De toutes ces identités perdues, je ne pouvais finalement revendiquer aucune. Je n’étais rien. Sorte de métèque. Ne sachant baragouiner qu’une sorte de sabir qui est la marque des éternels étrangers. Étranger sur ma propre terre de naissance. Ne sachant quelle était ma langue et la barbouillant tour à tour de couleurs provençales, nissardes, mistraliennes, languedociennes, tantôt mimant le parler troubadours, tantôt celui des poissonnières, l’érudit et le populaire, tout ça mêlé au français, et aussi à l’anglais, le parler dans lequel je crapotais n’était en fait qu’une sorte de mesclun [1]., en dehors des écoles et des grammaires, chacun se débrouillant pour faire sa cuisine et tenter de se faire comprendre.
Daniel Biga écrivait dans cette langue-là. J’avais découvert ses poèmes dans ces formidables petits livres de poche qu’était alors la revue Poésie 1. Deux parutions avaient été consacrées à « La nouvelle poésie français », n° 3 (1969, réédité en 1972), n°15 (mai 1971). A chaque fois Biga en était. Présence forte et dérangeante. La découverte que « niçois » c’était aussi pareille poésie, à la beatnik on disait à l’époque, tracts, articles, cut up, tout ce qui rentre fait texte, chansons, discours, versée de mots qu’il délivrait et qui par moments faisaient phrases retenues aux aspérités de mon propre quotidien. Quelqu’un qui écrivait dans ce qui aurait pu être ma langue !

◆ CONSIGNE:
Imprimez tout ce qui va de « Daniel Biga écrivait » jusqu'à « ma langue ! » dans l'extrait sur la langue et Daniel Biga.

[Éléments d'identification de lieux]
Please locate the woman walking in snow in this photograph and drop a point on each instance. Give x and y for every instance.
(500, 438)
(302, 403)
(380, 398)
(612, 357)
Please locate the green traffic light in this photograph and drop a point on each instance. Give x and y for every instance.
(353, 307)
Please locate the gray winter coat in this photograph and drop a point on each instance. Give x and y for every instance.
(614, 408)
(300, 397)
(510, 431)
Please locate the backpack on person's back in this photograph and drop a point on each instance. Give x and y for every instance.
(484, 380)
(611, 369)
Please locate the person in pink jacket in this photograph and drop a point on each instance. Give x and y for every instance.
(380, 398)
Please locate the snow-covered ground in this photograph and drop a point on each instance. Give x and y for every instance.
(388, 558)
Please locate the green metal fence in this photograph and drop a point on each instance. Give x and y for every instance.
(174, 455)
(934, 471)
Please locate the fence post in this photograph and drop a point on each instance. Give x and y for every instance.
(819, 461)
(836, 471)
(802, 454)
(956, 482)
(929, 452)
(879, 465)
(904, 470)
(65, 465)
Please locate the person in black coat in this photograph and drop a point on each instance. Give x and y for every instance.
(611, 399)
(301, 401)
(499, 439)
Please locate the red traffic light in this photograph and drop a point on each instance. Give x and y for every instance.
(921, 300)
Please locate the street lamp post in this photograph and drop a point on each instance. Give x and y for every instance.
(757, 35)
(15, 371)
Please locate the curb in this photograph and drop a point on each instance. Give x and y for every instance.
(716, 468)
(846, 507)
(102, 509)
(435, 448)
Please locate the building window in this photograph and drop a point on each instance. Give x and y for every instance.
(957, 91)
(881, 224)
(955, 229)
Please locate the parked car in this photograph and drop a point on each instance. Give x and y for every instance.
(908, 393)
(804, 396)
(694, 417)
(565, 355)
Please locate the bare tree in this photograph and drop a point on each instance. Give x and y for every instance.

◆ RÉPONSE:
Daniel Biga écrivait dans cette langue-là. J’avais découvert ses poèmes dans ces formidables petits livres de poche qu’était alors la revue Poésie 1. Deux parutions avaient été consacrées à « La nouvelle poésie français », n° 3 (1969, réédité en 1972), n°15 (mai 1971). A chaque fois Biga en était. Présence forte et dérangeante. La découverte que « niçois » c’était aussi pareille poésie, à la beatnik on disait à l’époque, tracts, articles, cut up, tout ce qui rentre fait texte, chansons, discours, versée de mots qu’il délivrait et qui par moments faisaient phrases retenues aux aspérités de mon propre quotidien. Quelqu’un qui écrivait dans ce qui aurait pu être ma langue !